(Natural language region descriptions)
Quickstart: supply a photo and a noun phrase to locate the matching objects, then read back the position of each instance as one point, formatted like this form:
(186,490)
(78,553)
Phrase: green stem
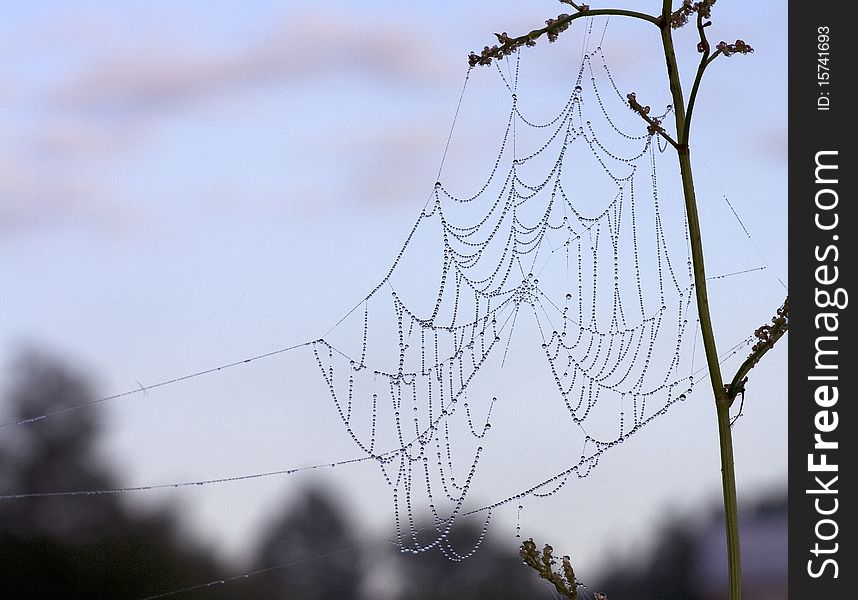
(722,401)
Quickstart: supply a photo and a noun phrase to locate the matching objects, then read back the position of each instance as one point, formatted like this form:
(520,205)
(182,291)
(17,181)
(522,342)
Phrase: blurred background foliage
(101,546)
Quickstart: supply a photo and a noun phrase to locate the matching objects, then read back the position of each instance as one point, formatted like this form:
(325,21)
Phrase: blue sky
(183,185)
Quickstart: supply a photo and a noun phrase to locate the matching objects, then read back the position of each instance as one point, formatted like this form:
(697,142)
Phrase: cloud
(33,199)
(143,81)
(63,162)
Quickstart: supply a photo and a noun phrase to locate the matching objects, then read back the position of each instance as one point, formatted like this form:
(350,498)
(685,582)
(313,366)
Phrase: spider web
(562,250)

**What you are asked to do:**
The records above must be echoed exactly, minus their pictures.

**Result:**
Quickstart: supply a photo and a noun phrase to locate the matching objects, then read back the position of each instance as one point, formatted like this form:
(186,490)
(78,553)
Phrase: green stem
(722,401)
Quickstart: supply a photo and a noun phrase to locate the matching objects, then read back the position of each instance as one point, formatted like this form:
(520,205)
(182,291)
(17,181)
(522,342)
Phrase: blurred background foliage
(101,546)
Quickstart: supply a photo and a noun phrase to locate the matching objects, then read back the position of each instance as one point, formatted like this form:
(325,21)
Phrase: blue sky
(183,185)
Quickstart: supply a photo and a noun phrase to locate the matching objects, then read back the position of each instance as one point, formatted like this form:
(697,142)
Phrase: cloud
(33,199)
(143,81)
(63,162)
Quickstart: supply a photo and a noun phrase to locate the matching objects, then read back the position of each instance as one point, formatted like this form:
(350,498)
(685,582)
(313,366)
Phrase: spider web
(562,250)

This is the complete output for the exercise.